[begin Task data]

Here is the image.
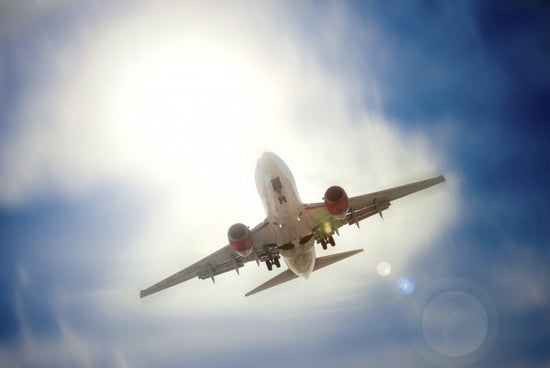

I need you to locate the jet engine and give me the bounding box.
[227,224,254,257]
[325,185,349,220]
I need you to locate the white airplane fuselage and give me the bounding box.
[256,152,315,278]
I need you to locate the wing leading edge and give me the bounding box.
[306,175,445,238]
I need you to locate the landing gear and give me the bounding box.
[319,235,336,250]
[265,257,281,271]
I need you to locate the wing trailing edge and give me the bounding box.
[245,249,363,296]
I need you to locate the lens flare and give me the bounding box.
[396,276,414,295]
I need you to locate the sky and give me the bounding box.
[0,0,550,368]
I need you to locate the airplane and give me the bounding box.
[139,152,445,298]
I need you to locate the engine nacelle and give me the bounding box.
[325,185,349,220]
[227,224,254,257]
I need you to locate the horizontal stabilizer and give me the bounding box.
[245,249,363,296]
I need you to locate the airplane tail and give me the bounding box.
[245,249,363,296]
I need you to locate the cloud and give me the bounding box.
[0,2,459,366]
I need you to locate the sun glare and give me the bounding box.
[106,30,261,172]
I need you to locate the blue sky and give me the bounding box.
[0,1,550,367]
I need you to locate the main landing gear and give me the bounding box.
[319,235,336,250]
[265,257,281,271]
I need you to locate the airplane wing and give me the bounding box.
[306,175,445,239]
[139,221,279,298]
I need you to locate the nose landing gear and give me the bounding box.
[265,257,281,271]
[319,235,336,250]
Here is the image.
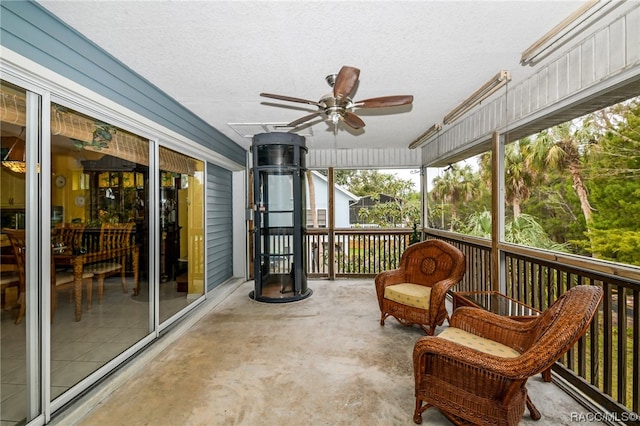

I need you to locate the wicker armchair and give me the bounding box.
[413,286,603,425]
[375,240,466,335]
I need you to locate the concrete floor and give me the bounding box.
[52,279,600,426]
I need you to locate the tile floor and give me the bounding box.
[0,276,191,426]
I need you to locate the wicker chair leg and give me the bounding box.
[380,312,389,325]
[527,395,542,420]
[413,398,428,425]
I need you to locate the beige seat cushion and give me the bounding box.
[438,327,520,358]
[56,271,93,286]
[84,262,122,275]
[0,272,20,285]
[384,283,431,309]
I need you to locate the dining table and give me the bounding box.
[53,244,140,321]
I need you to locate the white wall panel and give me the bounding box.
[421,2,640,165]
[306,148,421,169]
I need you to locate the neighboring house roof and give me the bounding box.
[311,170,360,202]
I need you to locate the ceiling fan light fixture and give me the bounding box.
[409,123,442,149]
[442,70,511,124]
[260,65,413,131]
[324,74,338,87]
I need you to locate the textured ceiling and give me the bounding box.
[39,0,583,153]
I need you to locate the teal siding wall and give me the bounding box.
[0,1,245,165]
[206,163,233,290]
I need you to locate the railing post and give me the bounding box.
[491,132,507,294]
[327,167,336,280]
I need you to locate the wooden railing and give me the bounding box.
[306,229,640,425]
[306,228,411,278]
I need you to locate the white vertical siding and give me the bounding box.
[421,2,640,165]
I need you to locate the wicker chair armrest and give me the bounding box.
[429,278,460,318]
[449,307,537,353]
[413,336,542,383]
[374,269,406,309]
[375,269,407,288]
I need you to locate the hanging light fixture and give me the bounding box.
[2,127,27,173]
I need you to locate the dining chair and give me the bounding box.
[2,229,93,324]
[85,222,135,304]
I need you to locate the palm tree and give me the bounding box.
[430,165,479,231]
[504,138,536,219]
[527,122,593,225]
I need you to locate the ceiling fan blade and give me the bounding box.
[333,65,360,98]
[283,111,322,127]
[260,93,322,107]
[353,95,413,108]
[342,111,364,130]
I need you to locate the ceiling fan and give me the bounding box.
[260,65,413,130]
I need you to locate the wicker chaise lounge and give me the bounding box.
[375,239,466,335]
[413,286,603,425]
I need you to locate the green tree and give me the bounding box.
[429,164,480,231]
[336,170,420,227]
[584,98,640,265]
[466,210,567,252]
[527,122,594,227]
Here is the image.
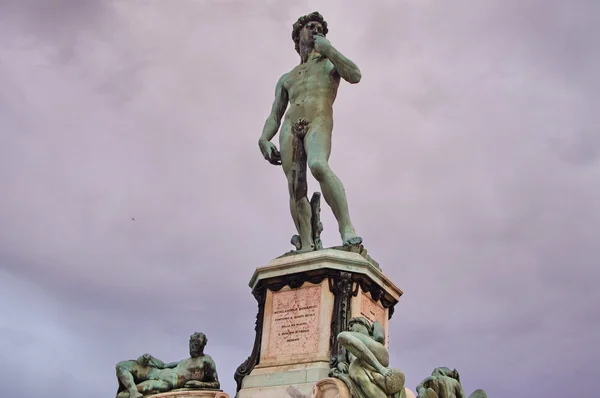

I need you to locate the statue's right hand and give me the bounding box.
[258,138,281,166]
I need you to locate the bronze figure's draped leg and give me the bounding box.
[417,367,487,398]
[337,317,406,398]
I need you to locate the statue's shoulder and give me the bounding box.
[202,354,215,363]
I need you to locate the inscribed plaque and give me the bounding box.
[360,294,385,325]
[266,285,321,357]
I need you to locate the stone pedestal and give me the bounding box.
[235,249,402,398]
[147,388,229,398]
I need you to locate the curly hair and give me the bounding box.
[292,11,329,54]
[190,332,208,347]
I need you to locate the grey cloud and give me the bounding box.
[0,0,600,397]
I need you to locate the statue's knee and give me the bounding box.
[308,159,329,181]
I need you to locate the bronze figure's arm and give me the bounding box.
[315,34,362,84]
[258,75,289,165]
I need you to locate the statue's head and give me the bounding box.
[348,316,373,336]
[292,11,329,54]
[190,332,208,358]
[431,366,460,382]
[135,354,152,366]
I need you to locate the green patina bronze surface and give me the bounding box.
[417,367,487,398]
[258,12,362,252]
[116,333,220,398]
[330,317,406,398]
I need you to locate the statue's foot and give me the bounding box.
[342,232,362,246]
[419,388,438,398]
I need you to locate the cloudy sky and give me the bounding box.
[0,0,600,398]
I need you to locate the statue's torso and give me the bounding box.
[175,355,213,382]
[284,58,340,122]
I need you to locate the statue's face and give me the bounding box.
[300,21,323,45]
[136,354,152,366]
[190,339,206,358]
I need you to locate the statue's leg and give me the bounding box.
[279,122,314,251]
[338,331,389,376]
[348,360,388,398]
[138,380,173,395]
[304,123,362,245]
[116,363,143,398]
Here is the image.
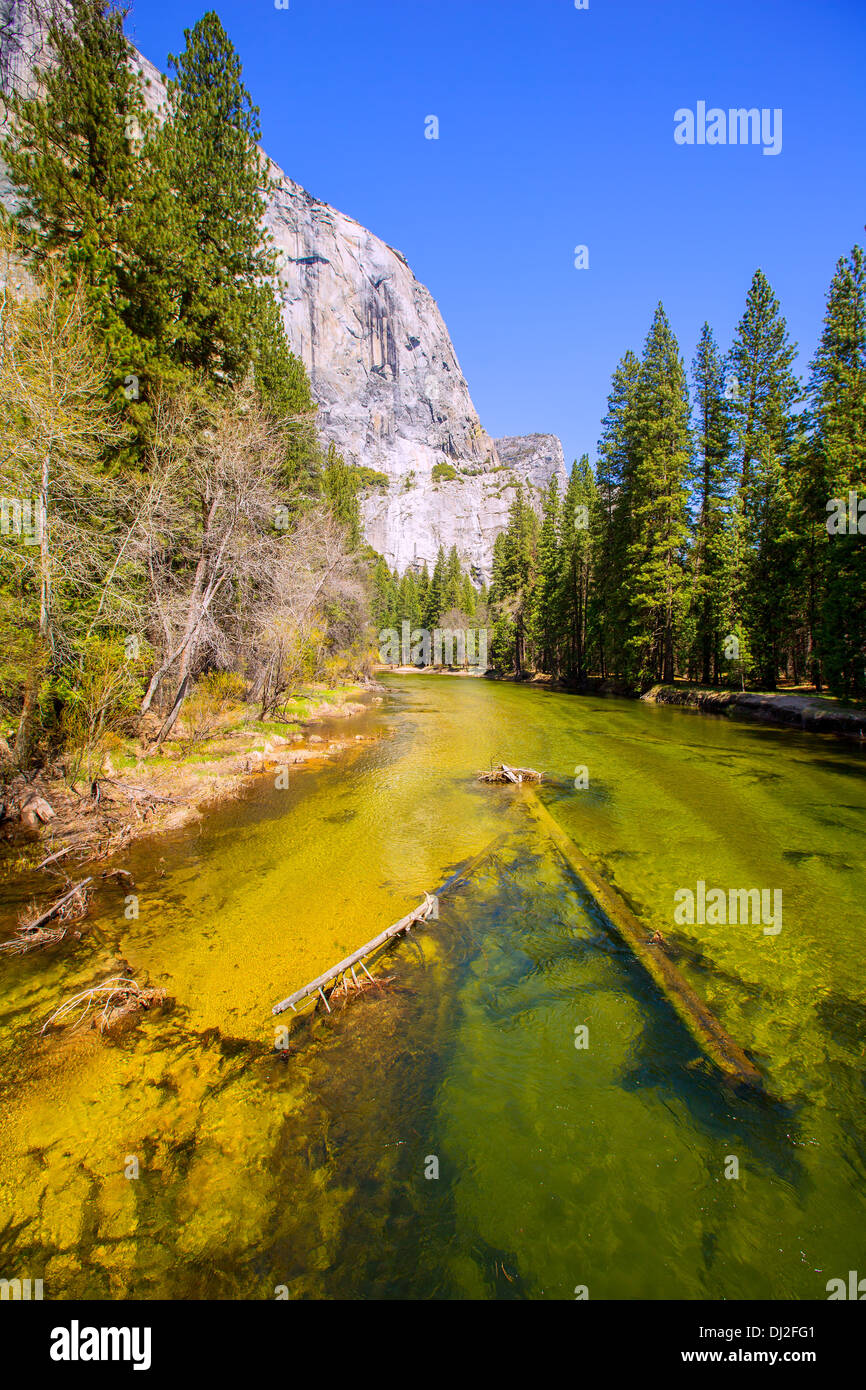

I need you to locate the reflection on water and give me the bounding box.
[0,677,866,1298]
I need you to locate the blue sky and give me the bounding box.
[128,0,866,460]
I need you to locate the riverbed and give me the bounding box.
[0,676,866,1298]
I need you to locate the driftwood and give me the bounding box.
[36,845,72,869]
[21,878,93,931]
[271,892,436,1013]
[271,835,507,1013]
[0,878,93,955]
[478,763,544,785]
[39,974,167,1033]
[524,790,763,1088]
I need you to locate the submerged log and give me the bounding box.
[525,790,763,1088]
[271,892,436,1013]
[271,834,507,1013]
[478,763,545,787]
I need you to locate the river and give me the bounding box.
[0,677,866,1298]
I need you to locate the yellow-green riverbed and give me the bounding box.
[0,677,866,1298]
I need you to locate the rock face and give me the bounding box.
[0,0,566,578]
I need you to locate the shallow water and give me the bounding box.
[0,677,866,1298]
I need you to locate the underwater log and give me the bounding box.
[524,788,763,1088]
[271,834,509,1013]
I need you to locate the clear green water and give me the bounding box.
[0,677,866,1298]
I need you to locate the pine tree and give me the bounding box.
[728,270,798,689]
[158,10,274,381]
[591,349,641,678]
[626,304,692,682]
[806,246,866,698]
[0,0,155,386]
[691,324,735,685]
[559,453,602,685]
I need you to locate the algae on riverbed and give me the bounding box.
[0,677,866,1298]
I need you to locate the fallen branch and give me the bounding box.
[39,974,167,1034]
[478,763,545,785]
[18,877,93,931]
[33,845,72,872]
[271,835,507,1013]
[271,892,436,1013]
[524,790,763,1088]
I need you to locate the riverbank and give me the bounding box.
[0,682,382,883]
[641,685,866,738]
[378,666,866,739]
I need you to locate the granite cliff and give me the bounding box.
[0,0,566,577]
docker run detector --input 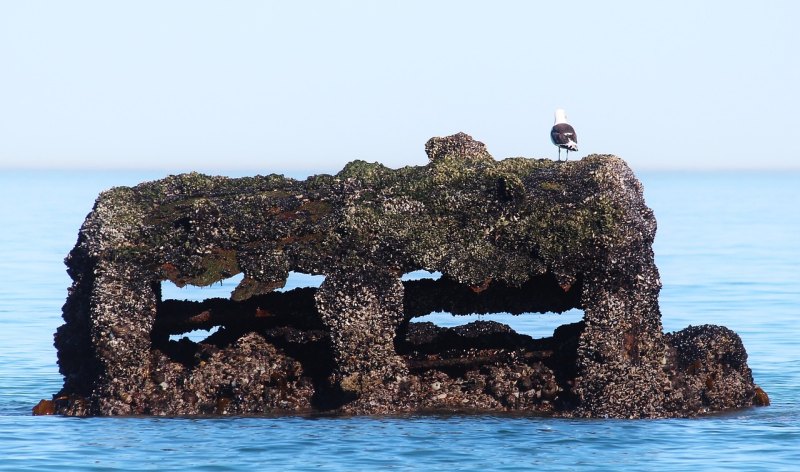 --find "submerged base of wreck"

[end Task data]

▶ _What the task requires_
Copy out every line from the line with "I need you to locate the cloud and" up to and including the line with "[52,279,600,426]", keeping the worded lines as they are, and add 46 to each bounding box coordinate. Leave the pictures out.

▶ _Answer for this exercise_
I need you to locate the cloud and give me the bounding box.
[46,48,505,412]
I need you to locate the sun glare and give me the bounding box.
[152,76,307,218]
I need you to locate the blue sky and give me the bounding box.
[46,47,596,413]
I need you to locate the main landing gear and give me the bounding box.
[365,281,382,296]
[311,303,327,317]
I need you to locate the airplane wing and give me the bounding box.
[352,221,491,285]
[185,267,325,344]
I need you to locate the nose landing gear and give me the bounding box.
[311,303,327,317]
[365,281,382,296]
Here is the image.

I need you to locate the wicker armchair and give me the bounding box.
[459,332,649,471]
[421,286,512,381]
I need you to locate the concrete floor and give me the bounding box.
[98,325,646,472]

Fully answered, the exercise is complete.